> **TASK ITEM**: Please copy every record below exactly, but leave the pictures out.

> **Data extracted from a collection**:
- - - - -

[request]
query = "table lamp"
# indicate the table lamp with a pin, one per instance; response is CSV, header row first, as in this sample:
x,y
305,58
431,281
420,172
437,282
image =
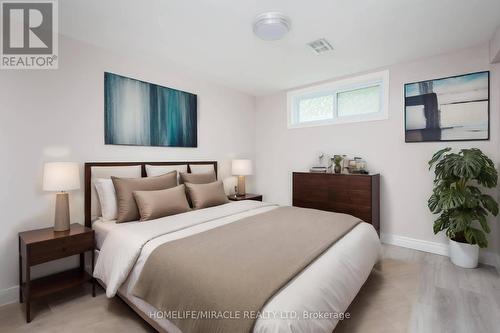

- - - - -

> **SOLUTION TO THIS PROBLEM**:
[request]
query = "table lamp"
# indicate the table lamp with a pin, one per instance; response is CSV, header row first, as in this sample:
x,y
305,58
431,281
420,172
437,282
image =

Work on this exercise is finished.